State v. Mr. W (DMC No. 13130) – Federal Bank and Wire Fraud ($1,000,000), Felony Fraud Schemes ($450,000 Misappropriated from Wire Amount), Felony Money Laundering, Felony Sale of an Unlicensed Security and Felony RICO – Not Charged – FBI Investigated.

Mr. W had two co-defendants that were in the process of trying to raise money for a new energy company venture. They had a primary investor out of China who was to wire $1 million to a bank in Singapore to begin the investment. The idea was that Mr. W and the two co-defendants were to purchase AAA rated “paper,” which they would buy at ¢.85 and sell at ¢.92. By doing these securities transaction sales, they were attempting to raise $5 billion for the energy startup company. These types of transactions are illegal in the United States.

After the initial $1 million wire was sent out, $100,000 was immediately misappropriated by one of the co-defendants. The other co-defendant took $450,000, and the remaining $450,000 was split between all three co-defendants in order to cover past expenses.

The FBI became involved on behalf of the alleged victim, and they issued a subpoena for Mr. W to testify in a Grand Jury proceeding in the New Jersey District Court. We then became involved and began talking to the FBI agent and the Assistant U.S. Attorney General involved in the case. We were able to work with them in order to show that one of the other co-defendants should be the actual target of the investigation. We ended up providing the documents that they were seeking, and we also made Mr. W available for interviews. Mr. W was never charged with any crimes, and he has no criminal record.

=== Data listing ===
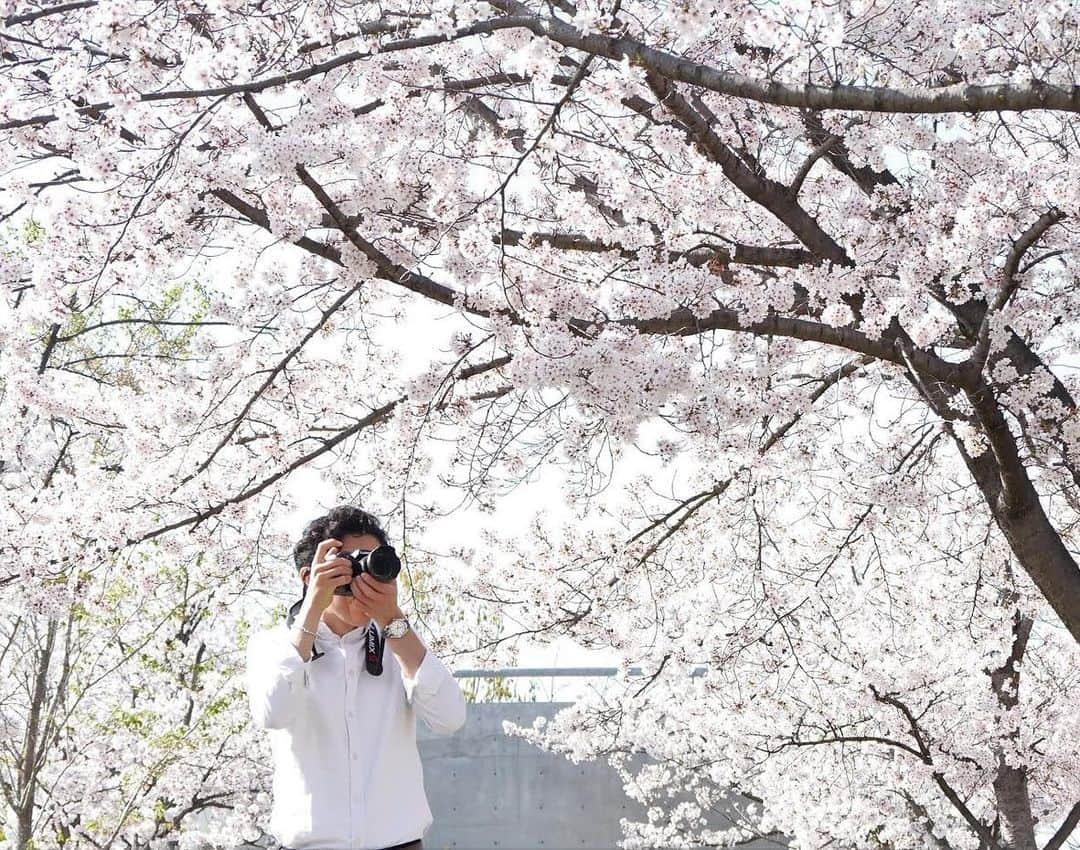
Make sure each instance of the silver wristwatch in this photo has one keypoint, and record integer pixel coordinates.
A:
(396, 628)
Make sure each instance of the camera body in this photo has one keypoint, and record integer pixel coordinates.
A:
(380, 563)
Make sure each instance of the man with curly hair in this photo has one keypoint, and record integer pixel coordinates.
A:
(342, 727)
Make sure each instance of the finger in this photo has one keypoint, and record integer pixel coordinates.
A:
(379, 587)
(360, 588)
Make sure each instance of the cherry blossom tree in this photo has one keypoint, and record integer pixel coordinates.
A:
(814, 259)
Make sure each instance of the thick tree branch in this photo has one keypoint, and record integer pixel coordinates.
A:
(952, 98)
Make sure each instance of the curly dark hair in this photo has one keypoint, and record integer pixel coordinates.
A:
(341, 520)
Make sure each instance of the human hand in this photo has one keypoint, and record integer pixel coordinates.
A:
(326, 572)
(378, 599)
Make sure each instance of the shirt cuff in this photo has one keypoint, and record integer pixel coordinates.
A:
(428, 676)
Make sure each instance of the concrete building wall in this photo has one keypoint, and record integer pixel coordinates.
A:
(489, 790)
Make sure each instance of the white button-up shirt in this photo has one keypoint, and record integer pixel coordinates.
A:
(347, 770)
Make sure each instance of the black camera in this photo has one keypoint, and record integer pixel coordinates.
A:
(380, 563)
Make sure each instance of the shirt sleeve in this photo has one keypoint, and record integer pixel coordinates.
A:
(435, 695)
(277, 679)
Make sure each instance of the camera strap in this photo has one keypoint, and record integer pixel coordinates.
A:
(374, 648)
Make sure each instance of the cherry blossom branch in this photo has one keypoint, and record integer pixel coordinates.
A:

=== Written problem 1 ===
According to the case summary about Mr. W, in which court was the Grand Jury proceeding he was subpoenaed to testify in?
=== Written problem 2 ===
Summarize the case summary about Mr. W in two sentences.
=== Written problem 3 ===
Go on with the case summary about Mr. W, picking up after its final sentence.

=== Response 1 ===
The New Jersey District Court.

=== Response 2 ===
Mr. W and two co-defendants were trying to raise money for a new energy company by selling AAA rated paper, and after a Chinese investor wired $1 million, the funds were misappropriated and split among the three. The FBI subpoenaed Mr. W to testify before a Grand Jury, but after his lawyers worked with investigators, supplied the documents they sought and made him available for interviews, he was never charged and has no criminal record.

=== Response 3 ===
State v. Mr. G (DMC No. 11956) – Felony Securities Fraud ($1,747,000), Felony Bank and Wire Fraud, Felony Fraudulent Schemes and Felony Money Laundering – Not Charged – Private Law Firm Investigated and Resolved with Civil Settlement.

Mr. G was the manager of an LLC that bought foreclosure homes and flipped them for profit. The agreement was the LLC was to pay him 10% of the net profits. He had been paid approximately $180,000 – $200,000 from the LLC over time (roughly $2,000 per house sale). In addition, he had borrowed $30,000 to $35,000 from the LLC without their permission and had used landscapers and other contractors to perform work on his personal house without permission.

The LLC had secured a $400,000 and a $600,000 loan/investment from two individuals. These people were promised a 50/50 split of all of the profits of the sales. Ultimately, these people were never paid their money and they secured a private law firm to attempt to recover their money prior to filing a civil suit or contacting the authorities. The allegations were that the LLC engaged in a Sale of Unlicensed Securities, pursuant to A.R.S. 44-1801 (26). Also, Securities Fraud was alleged under the Arizona Securities Act, per Arizona Revised Statute 33-1991. That related to the $1 million Sale of Securities (i.e., the loan/investment) that was never paid back. In addition, the victims were entitled to a recovery which included interest, cost and attorney’s fees under Arizona Revised Statute 44-2001. This brought the total amount of loss to $1,747,017.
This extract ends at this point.